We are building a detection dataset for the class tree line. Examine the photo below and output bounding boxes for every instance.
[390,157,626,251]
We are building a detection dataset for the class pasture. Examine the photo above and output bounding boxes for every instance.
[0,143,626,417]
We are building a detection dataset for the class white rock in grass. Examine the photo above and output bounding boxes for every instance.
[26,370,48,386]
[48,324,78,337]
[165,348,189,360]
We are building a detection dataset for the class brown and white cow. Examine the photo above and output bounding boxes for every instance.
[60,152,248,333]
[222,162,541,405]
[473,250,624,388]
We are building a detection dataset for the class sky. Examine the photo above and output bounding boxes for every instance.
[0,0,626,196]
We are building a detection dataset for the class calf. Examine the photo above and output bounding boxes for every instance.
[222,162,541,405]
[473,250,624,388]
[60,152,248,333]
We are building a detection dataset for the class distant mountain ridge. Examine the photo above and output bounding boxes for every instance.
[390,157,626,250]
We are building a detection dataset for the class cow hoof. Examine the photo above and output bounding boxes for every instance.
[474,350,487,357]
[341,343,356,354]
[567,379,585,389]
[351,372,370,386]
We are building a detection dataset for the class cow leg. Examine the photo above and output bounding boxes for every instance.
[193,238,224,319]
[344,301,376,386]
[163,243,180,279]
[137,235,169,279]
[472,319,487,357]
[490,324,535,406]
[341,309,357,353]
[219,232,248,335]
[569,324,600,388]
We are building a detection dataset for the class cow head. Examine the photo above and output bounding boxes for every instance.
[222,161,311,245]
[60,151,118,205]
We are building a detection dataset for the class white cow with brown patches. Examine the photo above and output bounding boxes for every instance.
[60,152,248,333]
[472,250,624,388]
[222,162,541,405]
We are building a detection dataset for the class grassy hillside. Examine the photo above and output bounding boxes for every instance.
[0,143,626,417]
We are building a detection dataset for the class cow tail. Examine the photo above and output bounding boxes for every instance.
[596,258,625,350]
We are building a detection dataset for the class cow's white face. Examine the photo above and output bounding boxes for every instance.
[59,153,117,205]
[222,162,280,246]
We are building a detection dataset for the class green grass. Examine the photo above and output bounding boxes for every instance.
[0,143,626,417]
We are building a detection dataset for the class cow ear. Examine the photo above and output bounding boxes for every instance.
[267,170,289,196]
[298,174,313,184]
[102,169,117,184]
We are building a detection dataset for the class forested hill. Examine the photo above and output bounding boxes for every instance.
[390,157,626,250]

········

• _WHAT YOU HAVE TO DO_: Copy every one of the records above, word for word and in the same order.

• _OUTPUT_:
We are building a detection dataset for the class tree line. Examine the photo below and output bounding boxes for every instance.
[390,157,626,251]
We are building a detection dataset for the class pasture. Examine the photo above and output bounding boxes for every instance.
[0,143,626,417]
We are building a detection dataset for the class white rock in grass. Examine the photo above and output bounding boxes for every instance.
[26,370,48,386]
[48,324,78,337]
[165,348,189,360]
We are building a detection dataset for the class brown and white cow. Examine the photo above and output bounding boxes for every instance.
[60,152,248,333]
[222,162,541,405]
[473,250,624,388]
We are building a detection dataset for the class sky. Examine the photo above and output bounding boxes for every instance.
[0,0,626,196]
We are building a detection dataset for the class calf. Examine the photo above and output bounding boxes for every instance.
[222,162,541,405]
[473,250,624,388]
[60,152,248,333]
We are building a detection dataset for the class distant mountain ridge. Examine the photo above and output bounding boxes for every instance.
[390,157,626,250]
We are building a detection dataset for the class cow hoof. Examine the photo above and output bounding boxes for every instance.
[474,350,487,357]
[341,343,356,354]
[567,379,585,389]
[351,372,370,386]
We are building a detection dataset for the class cow leg. Examine the photo above and output bounding boxes for every instance.
[193,238,224,319]
[344,301,376,386]
[163,243,180,279]
[137,235,169,279]
[472,319,487,357]
[490,324,535,406]
[341,309,357,353]
[219,232,248,335]
[569,324,600,388]
We are building a detection dataset for the class cow head. Examine the photo above and output bounding boxes for every instance.
[222,161,311,245]
[60,151,118,205]
We are building a detection dataset for the class white cow with brown patches. Examine the photo above and output bounding boxes for every instance.
[60,152,248,333]
[472,250,624,388]
[222,162,541,405]
We are building a detection dataset for the class grassy hillside. Examine the photo above and output bounding boxes for every instance.
[0,143,626,417]
We are building a detection dataset for the class cow tail. Examine the photo above and output bounding boxes for every instance.
[596,258,625,350]
We are building a detection dataset for the class cow's white face. Examine the photo above and output bounding boxes for every instance.
[59,153,117,205]
[222,162,280,246]
We are building a detection dataset for the class green grass. Examine the photo above and output bounding boxes for every instance.
[0,143,626,417]
We are building a detection dataset for the class cow ear. Examine the photo above and output bounding boxes for every instance.
[267,170,289,196]
[298,174,313,184]
[102,169,117,184]
We are building a detection dataset for the class forested hill. Examine the photo above and output bounding boxes for every instance.
[390,157,626,250]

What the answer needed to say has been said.